> About this task
Copy each of the records exactly; leave nothing out.

> Data for review
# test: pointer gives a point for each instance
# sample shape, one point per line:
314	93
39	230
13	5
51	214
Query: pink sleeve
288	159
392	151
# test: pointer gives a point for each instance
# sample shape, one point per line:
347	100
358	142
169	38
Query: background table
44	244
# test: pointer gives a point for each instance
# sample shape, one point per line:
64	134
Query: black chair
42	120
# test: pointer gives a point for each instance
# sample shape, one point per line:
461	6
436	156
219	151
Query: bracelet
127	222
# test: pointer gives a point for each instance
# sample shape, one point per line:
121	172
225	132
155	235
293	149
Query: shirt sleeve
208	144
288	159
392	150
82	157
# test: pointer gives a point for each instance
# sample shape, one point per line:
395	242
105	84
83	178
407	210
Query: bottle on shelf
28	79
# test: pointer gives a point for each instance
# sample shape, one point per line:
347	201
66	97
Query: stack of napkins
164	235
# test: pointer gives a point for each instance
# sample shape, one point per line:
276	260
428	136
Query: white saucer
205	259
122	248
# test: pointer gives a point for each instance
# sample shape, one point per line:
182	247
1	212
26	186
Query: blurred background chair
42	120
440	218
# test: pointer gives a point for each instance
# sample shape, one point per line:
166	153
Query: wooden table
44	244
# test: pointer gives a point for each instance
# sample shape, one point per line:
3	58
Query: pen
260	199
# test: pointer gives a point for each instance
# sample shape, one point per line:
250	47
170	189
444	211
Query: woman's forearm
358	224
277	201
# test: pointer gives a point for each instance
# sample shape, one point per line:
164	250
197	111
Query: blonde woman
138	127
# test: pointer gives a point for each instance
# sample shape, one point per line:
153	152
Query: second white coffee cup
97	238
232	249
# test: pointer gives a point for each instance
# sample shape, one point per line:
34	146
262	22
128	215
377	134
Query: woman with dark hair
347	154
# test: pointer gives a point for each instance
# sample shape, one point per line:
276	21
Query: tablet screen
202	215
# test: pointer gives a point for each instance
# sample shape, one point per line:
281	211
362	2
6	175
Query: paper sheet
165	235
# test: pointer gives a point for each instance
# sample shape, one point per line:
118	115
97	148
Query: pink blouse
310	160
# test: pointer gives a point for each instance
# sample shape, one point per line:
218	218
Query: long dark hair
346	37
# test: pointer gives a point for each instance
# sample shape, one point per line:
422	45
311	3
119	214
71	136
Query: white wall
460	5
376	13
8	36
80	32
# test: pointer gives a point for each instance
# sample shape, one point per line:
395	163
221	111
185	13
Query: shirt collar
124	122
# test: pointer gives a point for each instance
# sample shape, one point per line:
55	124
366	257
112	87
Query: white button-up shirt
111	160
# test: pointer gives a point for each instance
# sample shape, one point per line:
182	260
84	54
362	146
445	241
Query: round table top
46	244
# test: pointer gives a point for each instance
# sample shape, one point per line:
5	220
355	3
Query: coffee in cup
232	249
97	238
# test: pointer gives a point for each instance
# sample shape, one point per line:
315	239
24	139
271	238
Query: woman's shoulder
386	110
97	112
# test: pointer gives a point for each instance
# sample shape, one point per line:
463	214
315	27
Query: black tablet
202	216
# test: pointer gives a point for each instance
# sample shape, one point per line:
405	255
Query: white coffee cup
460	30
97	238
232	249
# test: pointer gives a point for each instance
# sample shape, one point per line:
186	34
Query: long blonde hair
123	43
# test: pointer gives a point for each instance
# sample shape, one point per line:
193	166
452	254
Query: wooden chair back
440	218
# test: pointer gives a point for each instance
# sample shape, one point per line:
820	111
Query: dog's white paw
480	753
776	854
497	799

> Answer area
# test: pointer gives a point for each instance
# sample shape, one point per line:
314	93
39	230
13	5
51	214
Query: pink sleeve
288	159
392	151
# test: pointer gives a point for each instance
# sample shape, one point per line:
347	100
358	142
169	38
Query: background table
44	244
# test: pointer gives a point for each instance
# sample shape, one point per line:
64	134
Query: black chair
42	120
# test: pointer gives a point for each instance
# sample shape, one point per line:
461	6
436	156
219	151
Query: bracelet
127	222
# test: pointer gives a point for each instance
# sample shape, one point per line:
121	172
225	132
155	235
293	149
Query: shirt sleeve
208	144
288	159
392	150
82	157
# test: pointer gives a point for each instance
# sample shape, one point per line:
395	242
105	84
83	178
407	210
Query: bottle on shelf
28	79
# test: pointer gives a point for each instance
# sample shape, one point per line:
347	201
66	97
Query: stack of napkins
164	235
# test: pointer gives a point for each instance
# sample shape, one point per line:
276	260
428	136
Query: white saucer
205	259
122	248
# test: pointer gives a point for each instance
# sample shape, one point per line:
182	247
1	212
26	186
Query: blurred background chair
42	120
440	218
# test: pointer gives a point for each instance
# sample shape, one point per line:
166	153
Query: wooden table
44	244
# test: pointer gives a point for each instance
# sample shape, one point per line:
3	58
Query: pen
260	199
# test: pointer gives a point for each instance
# sample shape, one point per line:
250	47
170	189
444	211
Query: woman's forearm
358	224
277	201
# test: pointer gives a point for each instance
# sample shape, one point per line:
164	250
197	111
Query: blonde woman
138	127
# test: pointer gives a point for each instance
# sample shape, one point per line:
153	152
Query: second white coffee cup
97	238
232	249
# test: pointer gives a point for each instance
# sample shape, one point per line:
34	146
262	22
128	215
377	134
Query: woman with dark hair
347	154
# test: pointer gives a point for each instance
# sample shape, one point per line:
276	21
Query: tablet screen
202	215
# test: pointer gives a point for each instance
# sample shape, one point per line:
281	211
362	2
6	175
Query: paper sheet
165	235
# test: pointer gives a point for each instance
# sample shape, one point per line:
118	115
97	148
Query: pink blouse
310	160
# test: pointer gives a point for each instance
# sample shape, one point per line:
218	218
Query: long dark hair
346	37
# test: pointer gives a point for each instance
# sample shape, one point per line:
422	45
311	3
119	214
71	136
Query: white wall
460	5
376	13
8	36
80	32
# test: pointer gives a point for each instance
# sample shape, one point per line:
395	163
221	111
185	13
Query: shirt collar
124	122
# test: pointer gives a point for each instance
# sample shape, one point per line:
55	124
366	257
112	87
Query: white button-up shirt
111	160
# test: pointer gives a point for each instance
# sample shape, one point per line:
182	260
84	54
362	146
445	241
Query: round table top
46	244
# test: pointer gives a point for each instance
# sample shape, one point per line:
5	220
355	3
Query: coffee in cup
232	249
97	238
# test: pointer gives a point for each instance
# sample shape, one point per line:
315	239
24	139
271	238
Query: woman's shoulder
386	110
97	112
# test: pointer gives a point for each instance
# sample shape, one point per line:
463	214
315	27
Query: black tablet
202	216
# test: pointer gives a point for each instance
# sample shape, one point per line:
405	255
Query: white coffee cup
460	30
97	238
232	249
# test: pointer gives a point for each instance
# sample shape, one point per line:
186	34
Query: long blonde hair
123	43
# test: pointer gives a point for each instance
# sample shape, one point per line:
193	166
452	254
Query: wooden chair back
440	218
# test: pointer gives a point for each instance
# sample shape, one point per line:
820	111
Query: dog's white paw
480	753
776	854
497	799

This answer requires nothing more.